> **GOAL**
Copy the items below word for word, from the line containing "Isolate gold flower" up to and including the line containing "left=761, top=274, right=804, bottom=403".

*** DATA ENTRIES

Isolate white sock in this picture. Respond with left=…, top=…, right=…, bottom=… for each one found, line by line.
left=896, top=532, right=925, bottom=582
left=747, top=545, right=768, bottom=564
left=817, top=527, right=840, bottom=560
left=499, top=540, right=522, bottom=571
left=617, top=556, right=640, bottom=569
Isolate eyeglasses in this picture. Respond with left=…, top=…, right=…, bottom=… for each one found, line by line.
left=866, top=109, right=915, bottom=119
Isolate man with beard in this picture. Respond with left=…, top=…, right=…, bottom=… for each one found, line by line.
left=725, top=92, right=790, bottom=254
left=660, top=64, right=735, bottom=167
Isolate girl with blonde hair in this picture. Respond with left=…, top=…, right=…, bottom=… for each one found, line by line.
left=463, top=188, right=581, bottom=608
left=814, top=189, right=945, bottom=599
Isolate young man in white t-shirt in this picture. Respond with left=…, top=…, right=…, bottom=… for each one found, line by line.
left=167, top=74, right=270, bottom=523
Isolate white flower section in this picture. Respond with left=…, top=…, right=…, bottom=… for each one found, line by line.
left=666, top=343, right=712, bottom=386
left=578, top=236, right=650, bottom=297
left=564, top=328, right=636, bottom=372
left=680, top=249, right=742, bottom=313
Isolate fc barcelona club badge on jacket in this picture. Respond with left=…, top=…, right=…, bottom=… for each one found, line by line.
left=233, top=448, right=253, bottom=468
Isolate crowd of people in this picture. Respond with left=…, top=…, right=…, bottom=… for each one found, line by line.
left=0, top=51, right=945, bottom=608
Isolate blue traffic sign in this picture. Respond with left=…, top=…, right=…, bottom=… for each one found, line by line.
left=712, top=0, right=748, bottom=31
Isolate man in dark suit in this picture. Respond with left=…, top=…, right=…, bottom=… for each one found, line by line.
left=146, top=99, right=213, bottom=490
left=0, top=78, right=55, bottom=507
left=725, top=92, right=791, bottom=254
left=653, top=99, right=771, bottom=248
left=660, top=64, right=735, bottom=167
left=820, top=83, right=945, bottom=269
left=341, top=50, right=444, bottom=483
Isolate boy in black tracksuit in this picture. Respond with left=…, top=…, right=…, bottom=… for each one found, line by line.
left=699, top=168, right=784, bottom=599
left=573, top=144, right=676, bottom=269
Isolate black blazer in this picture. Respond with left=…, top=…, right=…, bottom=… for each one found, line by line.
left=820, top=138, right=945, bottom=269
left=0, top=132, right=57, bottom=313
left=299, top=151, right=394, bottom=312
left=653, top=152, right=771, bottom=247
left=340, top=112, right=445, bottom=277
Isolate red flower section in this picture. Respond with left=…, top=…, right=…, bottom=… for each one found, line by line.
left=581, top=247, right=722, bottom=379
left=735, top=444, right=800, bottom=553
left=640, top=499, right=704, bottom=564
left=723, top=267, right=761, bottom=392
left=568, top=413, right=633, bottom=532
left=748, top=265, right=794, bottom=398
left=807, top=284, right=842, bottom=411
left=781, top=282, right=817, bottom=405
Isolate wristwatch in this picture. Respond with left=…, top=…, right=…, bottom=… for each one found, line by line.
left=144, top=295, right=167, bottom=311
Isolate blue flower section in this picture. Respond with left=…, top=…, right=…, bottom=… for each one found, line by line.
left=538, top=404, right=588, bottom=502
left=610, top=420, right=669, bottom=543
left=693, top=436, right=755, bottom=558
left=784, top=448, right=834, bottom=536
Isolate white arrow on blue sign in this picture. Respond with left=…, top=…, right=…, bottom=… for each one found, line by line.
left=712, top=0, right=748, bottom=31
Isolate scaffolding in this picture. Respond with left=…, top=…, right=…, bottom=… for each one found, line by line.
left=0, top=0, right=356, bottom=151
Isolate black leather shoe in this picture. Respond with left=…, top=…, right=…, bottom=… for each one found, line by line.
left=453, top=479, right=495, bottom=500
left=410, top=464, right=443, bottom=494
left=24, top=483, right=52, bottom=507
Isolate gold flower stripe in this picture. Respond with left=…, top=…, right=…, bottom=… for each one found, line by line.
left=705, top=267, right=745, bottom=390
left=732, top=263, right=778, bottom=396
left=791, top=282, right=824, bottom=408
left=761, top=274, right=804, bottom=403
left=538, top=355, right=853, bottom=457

******

> **SOLUTION**
Isolate gold flower stripe in this picture. Respond with left=…, top=…, right=…, bottom=… for each one found, line by line.
left=705, top=267, right=745, bottom=390
left=732, top=263, right=778, bottom=396
left=791, top=282, right=824, bottom=408
left=761, top=274, right=804, bottom=403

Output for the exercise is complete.